### Text extract
□ □ □ □ □ □ □
4. General Provisions.

     (a) This Agreement shall be governed by the laws of the State of California (without regard to
principles of conflict of laws).

     (b) Any notice, demand or request required or permitted to be given by either the Company or
Employee pursuant to the terms of this Agreement shall be in writing and shall be deemed given when
delivered personally or deposited in the U.S. mail, First Class with postage prepaid, and addressed
to the parties at such addresses as have been previously furnished by the Parties or such other
address as a Party may request by notifying the other in writing.

     (c) The rights and obligations of Employee under this Agreement may not be transferred or
assigned without the prior written consent of the Company.

     (d) This Agreement is meant to supplement the terms of stock option agreement(s) or other
agreement(s) pursuant to which Employee acquired the Options, as well as any written employment
agreement between the Company and Employee. To the extent that the terms and conditions of this
Agreement are inconsistent with those found in such stock option agreement(s) or other agreement(s)
□ □ □ □ □ □ □
### Supplied data
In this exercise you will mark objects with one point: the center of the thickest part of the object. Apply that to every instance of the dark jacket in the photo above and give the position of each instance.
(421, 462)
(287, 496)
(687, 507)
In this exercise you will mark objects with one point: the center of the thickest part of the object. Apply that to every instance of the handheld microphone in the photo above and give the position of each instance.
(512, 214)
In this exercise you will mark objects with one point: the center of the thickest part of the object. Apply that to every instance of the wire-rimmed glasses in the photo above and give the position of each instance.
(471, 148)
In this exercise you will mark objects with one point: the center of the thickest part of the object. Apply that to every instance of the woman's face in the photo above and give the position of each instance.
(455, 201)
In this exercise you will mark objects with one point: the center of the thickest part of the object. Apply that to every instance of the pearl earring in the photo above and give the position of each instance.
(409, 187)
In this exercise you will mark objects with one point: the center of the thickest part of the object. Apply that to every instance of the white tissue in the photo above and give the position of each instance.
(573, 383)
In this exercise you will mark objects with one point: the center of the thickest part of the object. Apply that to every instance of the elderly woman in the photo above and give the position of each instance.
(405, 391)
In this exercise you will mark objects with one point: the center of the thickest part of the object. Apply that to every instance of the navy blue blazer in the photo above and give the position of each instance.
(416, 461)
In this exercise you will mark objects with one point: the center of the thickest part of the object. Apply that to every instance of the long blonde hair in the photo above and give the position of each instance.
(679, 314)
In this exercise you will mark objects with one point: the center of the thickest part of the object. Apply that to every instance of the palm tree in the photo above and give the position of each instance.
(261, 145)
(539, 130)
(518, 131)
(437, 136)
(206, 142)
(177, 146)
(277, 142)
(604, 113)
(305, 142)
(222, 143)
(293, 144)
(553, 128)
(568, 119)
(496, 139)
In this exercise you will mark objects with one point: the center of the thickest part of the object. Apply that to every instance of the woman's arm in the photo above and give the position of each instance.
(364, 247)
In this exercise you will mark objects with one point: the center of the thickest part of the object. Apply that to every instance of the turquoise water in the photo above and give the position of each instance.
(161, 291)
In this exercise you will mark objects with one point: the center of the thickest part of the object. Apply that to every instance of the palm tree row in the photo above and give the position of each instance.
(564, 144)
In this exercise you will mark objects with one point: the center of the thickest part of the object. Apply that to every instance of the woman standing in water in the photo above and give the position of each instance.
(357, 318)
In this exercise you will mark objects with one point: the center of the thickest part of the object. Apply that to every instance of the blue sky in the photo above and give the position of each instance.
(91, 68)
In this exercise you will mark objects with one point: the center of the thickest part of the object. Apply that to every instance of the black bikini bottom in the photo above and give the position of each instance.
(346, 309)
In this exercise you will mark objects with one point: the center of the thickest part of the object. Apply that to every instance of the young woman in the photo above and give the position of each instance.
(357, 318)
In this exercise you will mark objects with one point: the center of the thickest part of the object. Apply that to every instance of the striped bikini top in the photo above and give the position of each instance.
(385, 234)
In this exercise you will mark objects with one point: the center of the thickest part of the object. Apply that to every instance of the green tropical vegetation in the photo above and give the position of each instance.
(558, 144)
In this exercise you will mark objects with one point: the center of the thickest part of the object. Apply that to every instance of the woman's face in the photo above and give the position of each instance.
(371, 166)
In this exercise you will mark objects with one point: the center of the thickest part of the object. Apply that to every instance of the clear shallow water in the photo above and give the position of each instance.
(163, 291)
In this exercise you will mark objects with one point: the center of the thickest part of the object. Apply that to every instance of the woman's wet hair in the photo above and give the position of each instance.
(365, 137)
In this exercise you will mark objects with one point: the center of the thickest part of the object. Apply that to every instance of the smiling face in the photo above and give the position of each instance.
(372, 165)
□ □ □ □ □ □ □
### Tasks to perform
1. Retype the agreement excerpt from "(a) This Agreement" up to and including "other in writing.".
2. Decide whether each statement agrees with the agreement excerpt. Answer yes or no and quote the deciding words.
(a) The agreement is governed by the laws of the State of New York.
(b) A notice sent through the U.S. mail is deemed given when it is deposited First Class with postage prepaid.
(c) Employee may assign rights under the agreement without the Company's consent.
Work from the agreement excerpt alone and not from the material.

### Results for each task
1.
(a) This Agreement shall be governed by the laws of the State of California (without regard to
principles of conflict of laws).

     (b) Any notice, demand or request required or permitted to be given by either the Company or
Employee pursuant to the terms of this Agreement shall be in writing and shall be deemed given when
delivered personally or deposited in the U.S. mail, First Class with postage prepaid, and addressed
to the parties at such addresses as have been previously furnished by the Parties or such other
address as a Party may request by notifying the other in writing.

2.
(a) No: "This Agreement shall be governed by the laws of the State of California"
(b) Yes: "shall be deemed given when delivered personally or deposited in the U.S. mail, First Class with postage prepaid"
(c) No: "may not be transferred or assigned without the prior written consent of the Company"